** START DATA FOR THE TASK **

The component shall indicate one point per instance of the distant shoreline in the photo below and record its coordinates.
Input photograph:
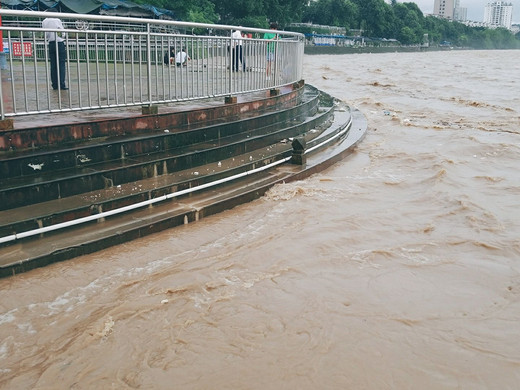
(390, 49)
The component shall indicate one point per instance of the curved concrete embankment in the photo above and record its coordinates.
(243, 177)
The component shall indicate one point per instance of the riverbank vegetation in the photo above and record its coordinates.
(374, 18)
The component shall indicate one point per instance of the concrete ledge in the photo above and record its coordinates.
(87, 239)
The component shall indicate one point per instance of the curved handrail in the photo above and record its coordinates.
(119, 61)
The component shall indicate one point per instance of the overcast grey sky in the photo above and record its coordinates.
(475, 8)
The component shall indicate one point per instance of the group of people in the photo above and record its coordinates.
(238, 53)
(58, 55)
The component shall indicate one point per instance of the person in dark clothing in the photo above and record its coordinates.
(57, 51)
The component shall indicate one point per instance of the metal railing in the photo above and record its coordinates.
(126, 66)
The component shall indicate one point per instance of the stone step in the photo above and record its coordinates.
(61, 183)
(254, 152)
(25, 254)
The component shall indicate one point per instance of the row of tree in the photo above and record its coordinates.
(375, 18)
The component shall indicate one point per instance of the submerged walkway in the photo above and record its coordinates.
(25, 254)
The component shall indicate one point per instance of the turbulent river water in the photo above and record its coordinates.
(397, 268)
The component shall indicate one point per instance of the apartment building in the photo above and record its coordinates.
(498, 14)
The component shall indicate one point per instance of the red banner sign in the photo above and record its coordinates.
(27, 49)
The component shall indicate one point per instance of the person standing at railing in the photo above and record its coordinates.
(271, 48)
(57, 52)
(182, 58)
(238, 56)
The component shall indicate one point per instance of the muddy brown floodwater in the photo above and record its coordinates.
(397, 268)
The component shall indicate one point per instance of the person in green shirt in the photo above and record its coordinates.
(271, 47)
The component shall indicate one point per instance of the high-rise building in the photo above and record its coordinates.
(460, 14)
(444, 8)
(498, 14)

** END DATA FOR THE TASK **
** START DATA FOR THE TASK **

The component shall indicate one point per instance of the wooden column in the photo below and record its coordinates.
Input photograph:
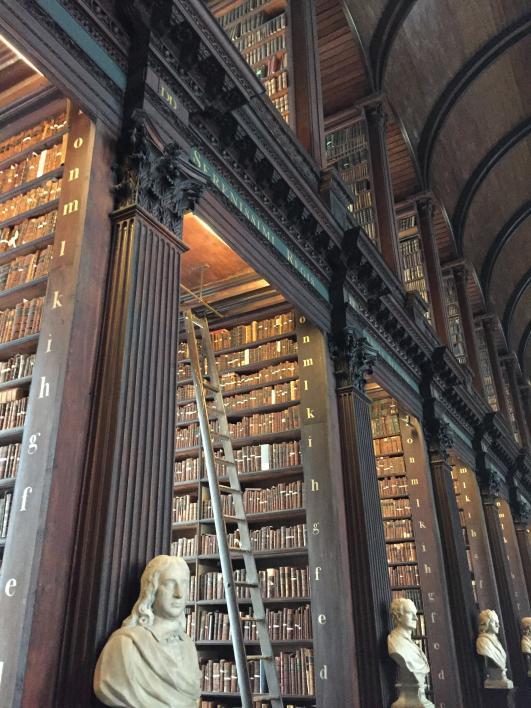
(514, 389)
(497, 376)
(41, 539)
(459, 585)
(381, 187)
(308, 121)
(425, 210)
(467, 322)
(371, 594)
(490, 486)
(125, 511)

** END DATA FOR THE TASK **

[JOB] Please pick out and copy every line in the entries above that contains the word "below". Case counts, so match only that exact capitalization.

[REPLY TO THE EXERCISE]
The component shall indicate one point per instance of the distant shoreline in the photo below and record its coordinates.
The component shall indicate one point per instance of the wooden column in the photo below and record its coordinates.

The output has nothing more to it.